Data records »
----------

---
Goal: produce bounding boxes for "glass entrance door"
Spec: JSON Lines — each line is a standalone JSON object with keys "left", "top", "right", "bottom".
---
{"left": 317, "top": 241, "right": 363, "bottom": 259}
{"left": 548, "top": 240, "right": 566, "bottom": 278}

----------

Your goal »
Would you print all of the entries exactly as they stand?

Exercise output »
---
Goal: produce bounding boxes for "glass entrance door"
Spec: JSON Lines — each line is a standalone JSON object with keys "left", "top", "right", "bottom".
---
{"left": 317, "top": 241, "right": 363, "bottom": 259}
{"left": 548, "top": 240, "right": 566, "bottom": 278}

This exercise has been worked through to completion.